EXERCISE PROMPT
Continue the review of the novel Mount Misery below, starting right after its final sentence.

READING TEXT
━━━━━━━━

Mount Misery is the sequel to Samuel Shem's first book, House of God (review here). It follows Dr. Roy Basch as he leaves the House of God and moves to psychiatric hospital Mount Misery to begin his psychiatric residency. Unfortunately, it turns out that psychiatrists are just as crazy, confused, and often detrimental as medical doctors. As Dr. Basch cycles through the various sectors of the hospital (talk therapy, admissions, Freudian Analysis, drug therapy) he is horrified to discover that it seems everything he is being taught is not only wrong, but potentially dangerous. He begins to fall into terrible patterns of behavior, mirroring the problems his patients are having. Each area is worse than the last, with one doctor who thinks the best way to treat is to be aggressively hostile, one who cares only about insurance premiums and efficiency, one who treats with silence and "regression," and one who thinks the only viable treatment is to pump every patient full of experimental drugs. Ray has few personal connections, and those he does have with fellow residents, patients, and his inexplicably supportive girlfriend Berry suffer unbearably before he finally surfaces and figures out what is going on. He loses several patients, and is forced to come to terms with what he's been able to accomplish, and what mistakes he has made.

━━━━━━━━

(Items listed in a dataset)
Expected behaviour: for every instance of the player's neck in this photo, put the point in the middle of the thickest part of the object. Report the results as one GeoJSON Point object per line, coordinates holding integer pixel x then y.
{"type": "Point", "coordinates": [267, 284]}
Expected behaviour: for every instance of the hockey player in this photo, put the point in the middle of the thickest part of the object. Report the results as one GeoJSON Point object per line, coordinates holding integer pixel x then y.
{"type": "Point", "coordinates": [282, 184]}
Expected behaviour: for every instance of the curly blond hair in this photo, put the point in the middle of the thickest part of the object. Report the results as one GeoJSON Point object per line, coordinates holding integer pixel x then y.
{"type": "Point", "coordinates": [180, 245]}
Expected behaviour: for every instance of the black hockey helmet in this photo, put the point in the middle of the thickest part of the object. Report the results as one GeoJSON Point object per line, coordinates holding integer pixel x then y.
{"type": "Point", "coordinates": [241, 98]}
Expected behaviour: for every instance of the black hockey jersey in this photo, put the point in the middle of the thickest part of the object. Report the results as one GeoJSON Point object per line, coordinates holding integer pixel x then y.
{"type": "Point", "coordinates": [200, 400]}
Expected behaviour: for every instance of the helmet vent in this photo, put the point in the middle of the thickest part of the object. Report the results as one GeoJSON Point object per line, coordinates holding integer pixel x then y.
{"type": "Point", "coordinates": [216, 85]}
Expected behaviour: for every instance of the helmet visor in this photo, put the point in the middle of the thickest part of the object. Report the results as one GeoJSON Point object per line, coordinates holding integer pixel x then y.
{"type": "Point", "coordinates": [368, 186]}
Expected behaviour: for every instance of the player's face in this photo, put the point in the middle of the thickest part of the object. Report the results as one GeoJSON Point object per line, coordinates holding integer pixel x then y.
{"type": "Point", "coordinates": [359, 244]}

━━━━━━━━

REPLY TO THE EXERCISE
In my opinion, this book is not nearly as good as House of God for several reasons. First, it is basically a rehash of the first book: Roy enters enthusiastic, loses confidence, meets a mentor, becomes disillusioned, is pulled nearly to the edge of a complete nervous breakdown, at his lowest point manages to turn things around with the help of his mentor, happy ending. The story--and even some of the characters--was surprisingly close. There was an attempt at the end to add in some kind of resolution--of Roy trying to fix some of the problems he sees--but it feels a bit tacked on.
Another issue is that the first book was written in the 1970s during the Nixon administration, and the feeling of that era permeated the story. This one--although allegedly taking place only a year or two later--clearly takes place in the 1990s. It mentions the Clinton administration at one point, and the doctors are all prescribing Zoloft and Paxil and ritalin. However, it's never explicitly explained that this is so much later, and it's just a very odd feeling. I was pulled out of the story by this several times, because on one hand, the characters and some of the situations are very 70s, but then the doctors start diagnosing ADD. I feel like the author started this directly after House of God, then put it aside for 20 years, until he finally decided he wanted to release the sequel.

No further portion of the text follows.